-- Data rows start --

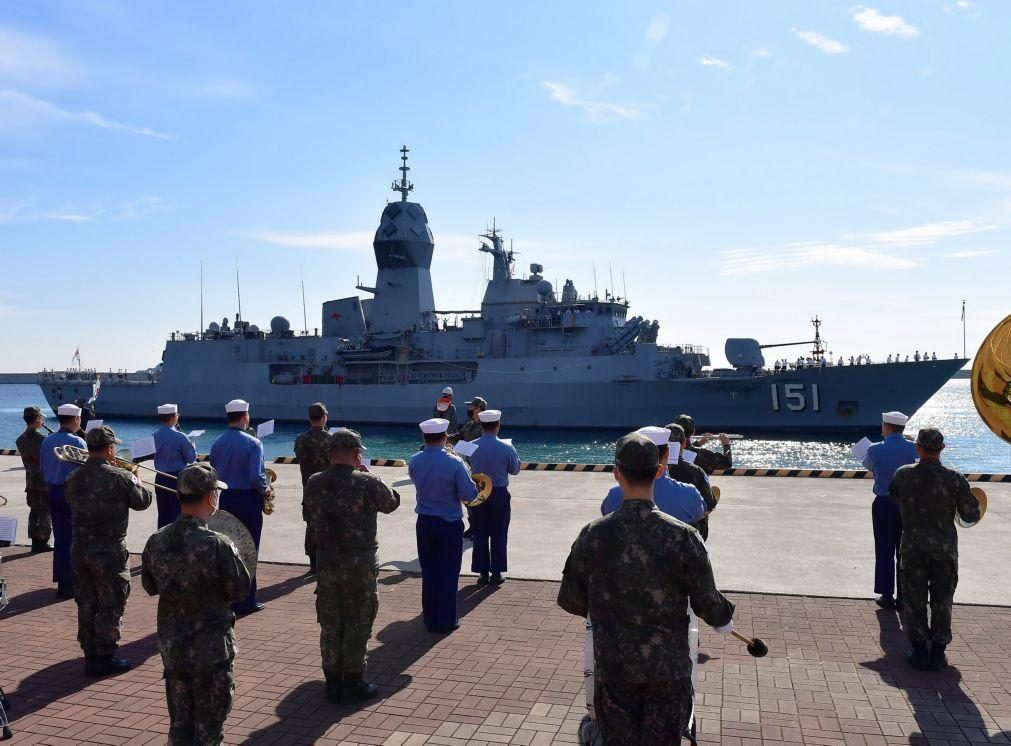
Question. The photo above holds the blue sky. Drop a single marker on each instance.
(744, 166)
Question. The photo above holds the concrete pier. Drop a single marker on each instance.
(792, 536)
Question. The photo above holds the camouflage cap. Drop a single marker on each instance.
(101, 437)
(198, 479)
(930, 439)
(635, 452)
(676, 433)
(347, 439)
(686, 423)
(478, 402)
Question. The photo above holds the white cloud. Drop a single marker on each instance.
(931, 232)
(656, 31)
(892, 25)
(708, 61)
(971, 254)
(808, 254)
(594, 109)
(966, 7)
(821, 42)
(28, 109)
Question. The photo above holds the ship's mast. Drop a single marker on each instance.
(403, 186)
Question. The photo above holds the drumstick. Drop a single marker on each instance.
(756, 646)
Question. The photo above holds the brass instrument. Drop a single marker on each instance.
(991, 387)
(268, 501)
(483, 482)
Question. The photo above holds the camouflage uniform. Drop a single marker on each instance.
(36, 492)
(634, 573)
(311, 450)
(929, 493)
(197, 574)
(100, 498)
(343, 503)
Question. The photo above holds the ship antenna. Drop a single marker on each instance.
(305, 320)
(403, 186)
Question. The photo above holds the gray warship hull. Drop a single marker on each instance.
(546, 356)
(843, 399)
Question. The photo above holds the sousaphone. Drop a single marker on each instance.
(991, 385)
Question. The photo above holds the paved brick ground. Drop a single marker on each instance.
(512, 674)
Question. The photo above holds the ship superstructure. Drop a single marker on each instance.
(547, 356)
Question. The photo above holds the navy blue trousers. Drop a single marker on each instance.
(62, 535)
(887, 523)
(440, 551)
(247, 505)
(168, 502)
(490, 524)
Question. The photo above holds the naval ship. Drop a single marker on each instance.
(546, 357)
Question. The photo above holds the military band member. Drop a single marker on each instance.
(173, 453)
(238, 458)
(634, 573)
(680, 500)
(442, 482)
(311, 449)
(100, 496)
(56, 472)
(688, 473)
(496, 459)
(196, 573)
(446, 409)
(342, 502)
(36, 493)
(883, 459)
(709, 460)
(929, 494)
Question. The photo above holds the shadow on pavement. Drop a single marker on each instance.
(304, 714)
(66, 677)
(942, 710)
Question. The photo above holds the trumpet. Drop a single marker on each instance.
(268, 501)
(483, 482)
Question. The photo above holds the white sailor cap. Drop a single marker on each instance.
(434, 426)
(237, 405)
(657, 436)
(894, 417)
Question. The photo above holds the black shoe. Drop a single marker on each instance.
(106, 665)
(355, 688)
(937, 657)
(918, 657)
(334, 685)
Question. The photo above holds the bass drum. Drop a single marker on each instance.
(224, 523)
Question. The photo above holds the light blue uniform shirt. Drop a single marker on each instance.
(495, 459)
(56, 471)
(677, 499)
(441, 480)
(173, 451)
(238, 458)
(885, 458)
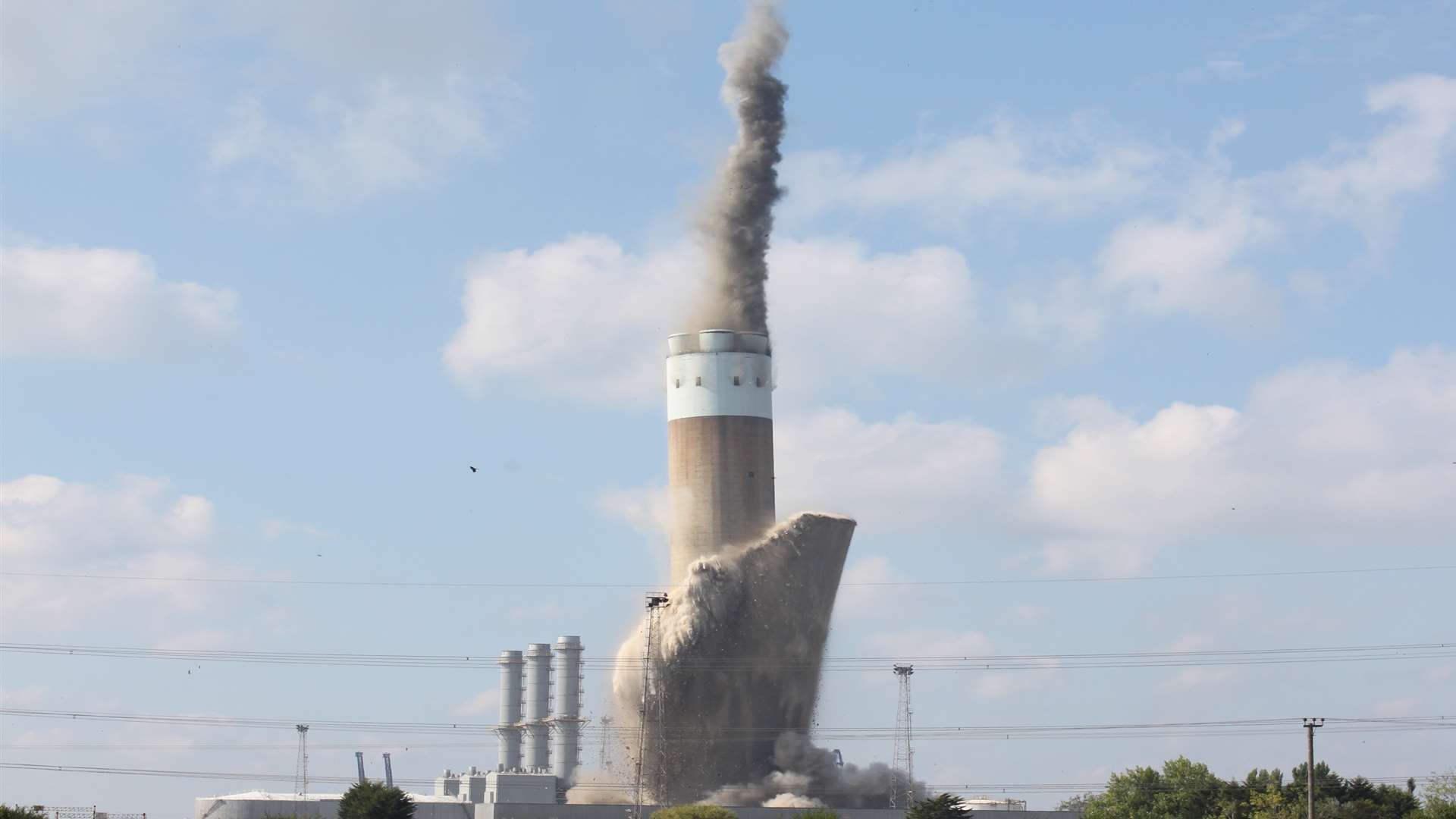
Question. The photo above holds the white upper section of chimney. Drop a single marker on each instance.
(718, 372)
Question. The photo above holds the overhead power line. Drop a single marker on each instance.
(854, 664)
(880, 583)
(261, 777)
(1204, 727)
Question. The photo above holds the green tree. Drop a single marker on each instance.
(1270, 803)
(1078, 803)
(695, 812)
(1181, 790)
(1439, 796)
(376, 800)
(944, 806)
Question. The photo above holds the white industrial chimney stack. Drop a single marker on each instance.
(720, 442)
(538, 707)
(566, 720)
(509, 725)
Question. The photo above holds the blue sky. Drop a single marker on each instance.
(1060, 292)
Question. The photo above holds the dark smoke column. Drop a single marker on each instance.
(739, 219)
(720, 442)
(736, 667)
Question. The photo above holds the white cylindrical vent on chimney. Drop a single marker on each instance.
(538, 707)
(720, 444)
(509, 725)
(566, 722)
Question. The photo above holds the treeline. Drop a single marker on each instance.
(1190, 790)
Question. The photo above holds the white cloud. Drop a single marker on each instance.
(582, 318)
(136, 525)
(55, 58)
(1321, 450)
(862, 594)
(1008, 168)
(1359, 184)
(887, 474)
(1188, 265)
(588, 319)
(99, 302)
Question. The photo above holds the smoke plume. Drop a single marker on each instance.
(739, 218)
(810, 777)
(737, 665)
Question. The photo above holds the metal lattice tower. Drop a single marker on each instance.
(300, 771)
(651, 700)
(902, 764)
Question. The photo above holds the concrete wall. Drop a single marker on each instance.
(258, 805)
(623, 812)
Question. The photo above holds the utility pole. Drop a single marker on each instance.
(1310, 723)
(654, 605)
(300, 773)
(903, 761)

-- Data rows end --

### What the task requires
Could you rewrite the listing above as a JSON list of strings, with one string per line, no blank lines, and the pictures left out?

### Solution for this problem
[
  "Question. The photo above holds the blue sky. Drop a single marker on each instance.",
  "(744, 166)",
  "Question. The photo above holds the concrete pier. Drop a single marker on each instance.",
  "(792, 536)",
  "Question. The photo above holds the camouflage cap. Drop a single marker on each instance.",
  "(101, 437)",
  "(198, 479)",
  "(930, 439)",
  "(635, 452)",
  "(676, 433)",
  "(347, 439)",
  "(686, 423)",
  "(478, 402)",
  "Question. The photo above holds the white cloud. Drop a single marker on each instance.",
  "(931, 232)",
  "(656, 31)",
  "(892, 25)",
  "(708, 61)",
  "(971, 254)",
  "(808, 254)",
  "(594, 109)",
  "(966, 7)",
  "(821, 42)",
  "(28, 109)",
  "Question. The photo above holds the ship's mast. Drop a single marker on each instance.",
  "(403, 186)",
  "Question. The photo above holds the drumstick. Drop a single marker on each instance.",
  "(756, 646)",
  "Question. The photo above holds the brass instrument. Drop a single marker on each instance.",
  "(991, 387)",
  "(268, 501)",
  "(483, 482)",
  "Question. The photo above holds the camouflage uniform. Drop a single marker on each instance.",
  "(36, 492)",
  "(634, 573)",
  "(311, 450)",
  "(929, 493)",
  "(197, 574)",
  "(100, 498)",
  "(343, 503)",
  "Question. The photo above holds the ship antenna. Drop a single marker on each instance.",
  "(305, 320)",
  "(403, 186)",
  "Question. The photo above holds the gray warship hull. Drop a single marker on each instance.",
  "(546, 356)",
  "(843, 399)",
  "Question. The photo above holds the sousaphone. Drop a single marker on each instance.",
  "(991, 385)",
  "Question. The photo above holds the paved brick ground. Drop a single marker on each instance.",
  "(512, 674)",
  "Question. The photo above holds the ship superstructure. Drop a single marker on each instance.",
  "(547, 356)",
  "Question. The photo above holds the navy blue trousers. Drop a single marker on each instance.",
  "(62, 535)",
  "(887, 523)",
  "(440, 551)",
  "(247, 505)",
  "(168, 502)",
  "(490, 524)",
  "Question. The photo above holds the naval ship. Drop a single marker on each instance.",
  "(546, 357)",
  "Question. The photo above holds the military band member. Drop a single marker on each instance.",
  "(173, 453)",
  "(238, 458)",
  "(634, 573)",
  "(680, 500)",
  "(442, 482)",
  "(311, 449)",
  "(100, 496)",
  "(56, 472)",
  "(688, 473)",
  "(496, 459)",
  "(196, 573)",
  "(446, 409)",
  "(342, 502)",
  "(36, 493)",
  "(883, 459)",
  "(709, 460)",
  "(929, 494)",
  "Question. The photo above holds the shadow on pavement. Drop a single marker on each instance.",
  "(304, 714)",
  "(66, 677)",
  "(942, 710)",
  "Question. The photo above holds the trumpet. Drop a single marker on each instance.",
  "(268, 501)",
  "(483, 482)",
  "Question. The photo above holds the white sailor cap. Drop a single marker on each instance.",
  "(434, 426)",
  "(237, 405)",
  "(657, 436)",
  "(894, 417)",
  "Question. The photo above holds the black shoe. Drop a single marker on each instance.",
  "(106, 665)",
  "(355, 688)",
  "(937, 657)",
  "(918, 657)",
  "(334, 685)",
  "Question. The photo above holds the bass drum. Drop a single marker on each instance.",
  "(224, 523)",
  "Question. The photo above holds the light blue uniform shirt. Drop a single marker on each instance.",
  "(495, 459)",
  "(56, 471)",
  "(677, 499)",
  "(441, 480)",
  "(173, 451)",
  "(238, 458)",
  "(885, 458)",
  "Question. The photo above holds the white upper section of chimney. Drop a single marker on each instance.",
  "(718, 372)",
  "Question. The photo above holds the overhead power line. Drop a single marker on each instance.",
  "(854, 664)",
  "(880, 583)",
  "(261, 777)",
  "(1204, 727)",
  "Question. The photo above holds the green tree. Drop a single marker on each instance.",
  "(1270, 803)",
  "(1078, 803)",
  "(695, 812)",
  "(1181, 790)",
  "(1439, 796)",
  "(376, 800)",
  "(944, 806)",
  "Question. The photo above holds the white industrial chimney stack. Drop a single marker on each instance.",
  "(720, 442)",
  "(538, 707)",
  "(566, 720)",
  "(509, 725)",
  "Question. The photo above holds the blue sky. Drop a single marker on each instance.",
  "(1060, 292)",
  "Question. The photo above holds the dark smoke column. Drop a single marker on each instance.",
  "(739, 219)",
  "(720, 442)",
  "(736, 667)",
  "Question. The photo above holds the white cylindrical vent on chimney. Drop a single marker on each instance.",
  "(538, 707)",
  "(720, 444)",
  "(509, 725)",
  "(566, 722)",
  "Question. The photo above holds the treeline. Drop a single marker on each instance.",
  "(1190, 790)",
  "Question. The photo above holds the white cloud. Drop a single marker on each instance.",
  "(582, 318)",
  "(136, 525)",
  "(55, 58)",
  "(1321, 450)",
  "(862, 594)",
  "(1008, 168)",
  "(1359, 184)",
  "(887, 474)",
  "(1188, 265)",
  "(588, 319)",
  "(99, 302)",
  "Question. The photo above holds the smoke plume. Drop a single marker on each instance.",
  "(739, 218)",
  "(810, 777)",
  "(737, 665)",
  "Question. The photo above holds the metal lattice tower. Drop a single marker on each instance.",
  "(300, 771)",
  "(651, 700)",
  "(902, 764)",
  "Question. The photo above holds the concrete wall. Drop a single marker on each instance.",
  "(258, 805)",
  "(623, 812)",
  "Question. The photo above holds the utility pole. Drop a single marker on each instance.",
  "(1310, 723)",
  "(654, 605)",
  "(300, 773)",
  "(903, 761)"
]